▸ ARTIKEL:
Jumat, 04 Juli 2008

PILKADA TELADAN, MENDAMBA FIGUR “IPK” TINGGI


Tulisan ini terasa patut dikemukakan dan menjadi perhatian sungguh-sungguh sekaligus sebagai dambaan kita semua mengingat, Pertama: Tinggal hitungan minggu di Negeri Serumpun Sebalai yang kita cintai, tapatnya di Kota Pangkalpinang yang dalam banyak aspek menjadi barometer awal citra Babel secara umum, lalu Kabupaten Bangka dan Kabupaten Belitung, akan berlangsung hajatan demokrasi Pilkada. Pilkada di Babel akan menjadi momentum pertaruhan sebagai ujian, masihkah Babel dapat dikenal dan dikenang sebagai negeri yang aman, damai dan tentram, yang dengan keberagaman suku, ras dan agama masyarakatnya dapat hidup membaur dengan kebersamaan, kekeluargaan dan penuh toleransi ?Menjadi pertaruhan masihkah Babel dapat dikenal dan dikenang sebagai daerah tempat berlindung pada saat hampir di semua daerah terjadi kerusuhan dan mencekam ?. Masihkah Babel menjadi daerah pilihan terakhir yang ideal sebagai tempat berlindung dihari tua sampai akhir menutup mata ?. Sehingga mengantarkan Pilkada di Babel dapat menjadi teladan bagi daerah lain, walaupun tentunya untuk keteladanan tidak hanya diukur dari penyelenggaraan Pilkada yang damai.
Kedua: Semangat keteladan yang begitu menggelora di dada para pelopor lahirnya Propinsi Serumpun Sebalai dan segenap masyarakat pada saat awal-awal berdirinya Babel, tentu masih terngiang-ngiang di telinga kita semua dan harus jujur kita akui bahwa sampai saat ini belum mampu kita wujudkan dalam banyak aspek kehidupan. Tidak berlebihan rasanya bila kita berharap nantinya Pilkada dapat menjadi salah satu “asset keteladanan” atau terwujud menjadi salah satu aspek yang membuat kita penuh percaya diri menepuk dada tatkala bertemu dengan saudara-saudara yang dari Maluku Utara, Sulawesi Selatan dan sebagainya.

▸ DATA YANG DIBERIKAN:

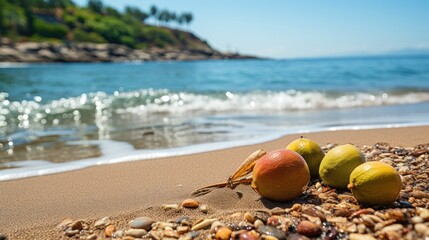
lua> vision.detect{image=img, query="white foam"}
[0,122,429,181]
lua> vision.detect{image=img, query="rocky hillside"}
[0,0,258,62]
[0,39,254,62]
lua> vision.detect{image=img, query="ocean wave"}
[0,89,429,134]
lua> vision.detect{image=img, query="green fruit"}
[286,137,325,178]
[319,144,365,188]
[347,162,402,205]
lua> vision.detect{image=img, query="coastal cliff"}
[0,39,255,63]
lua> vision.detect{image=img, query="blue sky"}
[75,0,429,58]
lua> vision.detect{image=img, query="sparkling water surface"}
[0,56,429,180]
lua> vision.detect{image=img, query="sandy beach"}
[0,126,429,239]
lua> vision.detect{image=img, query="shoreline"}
[0,126,429,239]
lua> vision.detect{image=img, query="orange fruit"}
[252,149,310,202]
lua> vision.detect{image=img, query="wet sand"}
[0,126,429,239]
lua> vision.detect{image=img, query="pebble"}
[70,220,83,231]
[271,207,285,215]
[94,217,110,228]
[349,233,377,240]
[182,198,200,208]
[191,218,218,231]
[65,229,80,237]
[410,216,424,224]
[414,223,428,234]
[200,204,209,214]
[104,225,116,237]
[176,226,191,234]
[215,227,232,240]
[238,232,259,240]
[57,218,73,230]
[85,233,98,240]
[297,221,322,237]
[381,224,404,232]
[130,217,155,231]
[125,228,147,238]
[258,226,286,240]
[253,219,264,228]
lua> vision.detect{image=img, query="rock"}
[125,229,147,238]
[238,232,259,240]
[64,229,80,237]
[182,199,200,208]
[215,227,232,240]
[176,226,191,234]
[129,217,155,231]
[191,218,218,231]
[297,221,322,237]
[94,217,110,228]
[349,233,376,240]
[271,207,285,215]
[200,204,209,214]
[85,233,98,240]
[104,225,116,237]
[258,225,286,240]
[244,212,255,223]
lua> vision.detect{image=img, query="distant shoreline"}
[0,39,260,63]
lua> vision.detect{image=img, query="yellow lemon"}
[252,149,310,202]
[347,161,402,205]
[286,137,325,178]
[319,144,365,188]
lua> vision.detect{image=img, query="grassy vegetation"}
[0,0,195,48]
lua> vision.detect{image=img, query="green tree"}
[88,0,104,13]
[0,0,6,34]
[125,6,149,22]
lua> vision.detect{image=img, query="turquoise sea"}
[0,56,429,180]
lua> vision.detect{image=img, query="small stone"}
[161,203,180,210]
[125,228,147,238]
[238,232,259,240]
[410,216,424,224]
[349,233,376,240]
[94,217,110,228]
[176,226,191,234]
[271,207,285,215]
[381,224,404,232]
[200,204,209,214]
[419,208,429,222]
[411,190,429,199]
[70,220,83,231]
[130,217,155,231]
[57,218,73,230]
[182,199,200,208]
[85,233,97,240]
[64,229,80,237]
[210,221,226,232]
[267,216,280,227]
[414,223,428,235]
[258,225,286,240]
[176,216,190,225]
[253,219,264,228]
[244,212,255,223]
[104,225,116,237]
[215,227,232,240]
[297,221,322,237]
[163,230,179,239]
[191,218,218,231]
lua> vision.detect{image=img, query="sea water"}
[0,56,429,180]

▸ KETENTUAN:
Ketik ulang bagian artikel tentang Pilkada di Babel, mulai dari "Kedua: Semangat keteladan" dan terus sampai "Selatan dan sebagainya.".

▸ HASIL LATIHAN:
Kedua: Semangat keteladan yang begitu menggelora di dada para pelopor lahirnya Propinsi Serumpun Sebalai dan segenap masyarakat pada saat awal-awal berdirinya Babel, tentu masih terngiang-ngiang di telinga kita semua dan harus jujur kita akui bahwa sampai saat ini belum mampu kita wujudkan dalam banyak aspek kehidupan. Tidak berlebihan rasanya bila kita berharap nantinya Pilkada dapat menjadi salah satu “asset keteladanan” atau terwujud menjadi salah satu aspek yang membuat kita penuh percaya diri menepuk dada tatkala bertemu dengan saudara-saudara yang dari Maluku Utara, Sulawesi Selatan dan sebagainya.